_Provided entries_:
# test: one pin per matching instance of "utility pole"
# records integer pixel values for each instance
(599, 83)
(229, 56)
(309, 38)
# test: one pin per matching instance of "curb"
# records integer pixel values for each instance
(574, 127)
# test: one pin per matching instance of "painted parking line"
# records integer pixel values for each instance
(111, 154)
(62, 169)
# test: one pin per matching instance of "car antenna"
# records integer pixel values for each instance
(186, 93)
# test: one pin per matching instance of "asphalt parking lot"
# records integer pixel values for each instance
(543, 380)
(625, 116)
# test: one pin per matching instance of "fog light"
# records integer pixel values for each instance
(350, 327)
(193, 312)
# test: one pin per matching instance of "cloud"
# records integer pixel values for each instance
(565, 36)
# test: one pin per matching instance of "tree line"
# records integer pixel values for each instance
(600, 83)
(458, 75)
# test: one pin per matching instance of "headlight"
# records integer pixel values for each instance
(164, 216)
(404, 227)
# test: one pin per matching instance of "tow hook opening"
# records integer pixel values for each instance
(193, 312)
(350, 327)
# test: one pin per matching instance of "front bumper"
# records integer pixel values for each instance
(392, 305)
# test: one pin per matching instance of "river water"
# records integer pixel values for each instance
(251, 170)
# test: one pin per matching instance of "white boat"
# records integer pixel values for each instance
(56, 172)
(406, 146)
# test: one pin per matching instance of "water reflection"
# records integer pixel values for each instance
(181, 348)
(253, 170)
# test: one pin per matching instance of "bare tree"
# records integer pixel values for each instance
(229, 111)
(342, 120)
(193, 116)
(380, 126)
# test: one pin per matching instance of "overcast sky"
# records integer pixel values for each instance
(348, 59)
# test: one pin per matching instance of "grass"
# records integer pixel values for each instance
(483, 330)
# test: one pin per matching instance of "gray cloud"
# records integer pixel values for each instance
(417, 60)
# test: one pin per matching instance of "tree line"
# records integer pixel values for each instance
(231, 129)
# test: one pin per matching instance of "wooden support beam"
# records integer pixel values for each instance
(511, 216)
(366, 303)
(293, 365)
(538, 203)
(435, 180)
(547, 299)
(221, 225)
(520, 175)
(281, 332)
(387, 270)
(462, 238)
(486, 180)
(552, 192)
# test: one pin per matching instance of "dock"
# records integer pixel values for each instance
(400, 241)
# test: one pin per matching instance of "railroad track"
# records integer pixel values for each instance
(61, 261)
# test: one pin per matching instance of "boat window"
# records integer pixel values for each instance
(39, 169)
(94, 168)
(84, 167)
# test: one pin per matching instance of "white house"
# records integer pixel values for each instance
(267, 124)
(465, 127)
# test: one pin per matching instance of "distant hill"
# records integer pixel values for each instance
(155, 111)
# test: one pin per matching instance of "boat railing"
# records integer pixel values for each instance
...
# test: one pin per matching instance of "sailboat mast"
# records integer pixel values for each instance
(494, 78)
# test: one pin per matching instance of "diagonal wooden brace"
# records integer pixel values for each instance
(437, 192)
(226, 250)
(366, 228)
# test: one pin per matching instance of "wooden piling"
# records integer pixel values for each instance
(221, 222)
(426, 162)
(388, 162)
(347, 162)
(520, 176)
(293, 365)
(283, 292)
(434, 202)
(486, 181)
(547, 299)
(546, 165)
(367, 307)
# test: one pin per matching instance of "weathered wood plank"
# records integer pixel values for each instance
==
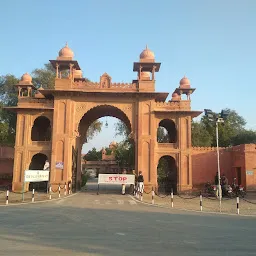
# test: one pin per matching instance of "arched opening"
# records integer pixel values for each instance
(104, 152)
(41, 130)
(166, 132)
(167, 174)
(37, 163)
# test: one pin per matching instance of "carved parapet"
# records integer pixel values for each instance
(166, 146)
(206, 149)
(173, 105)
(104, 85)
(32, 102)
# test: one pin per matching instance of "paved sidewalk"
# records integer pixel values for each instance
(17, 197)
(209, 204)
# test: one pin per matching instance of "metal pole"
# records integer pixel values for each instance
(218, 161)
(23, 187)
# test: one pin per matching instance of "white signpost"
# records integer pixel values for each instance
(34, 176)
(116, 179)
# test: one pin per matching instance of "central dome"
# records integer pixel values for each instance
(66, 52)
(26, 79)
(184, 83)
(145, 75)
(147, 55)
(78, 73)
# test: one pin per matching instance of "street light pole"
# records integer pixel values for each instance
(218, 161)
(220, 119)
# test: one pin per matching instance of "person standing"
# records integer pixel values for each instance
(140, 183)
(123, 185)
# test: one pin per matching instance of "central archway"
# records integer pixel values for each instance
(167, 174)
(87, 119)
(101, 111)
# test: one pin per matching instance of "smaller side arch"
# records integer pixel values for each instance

_Request_: Select each line of the listing that contains the word "pole" and copy it.

_Exercise result_:
# test: one pin per matching instance of "utility pole"
# test: one pin per matching instance of "metal pole"
# test: one pin per matching instance of "street light pole"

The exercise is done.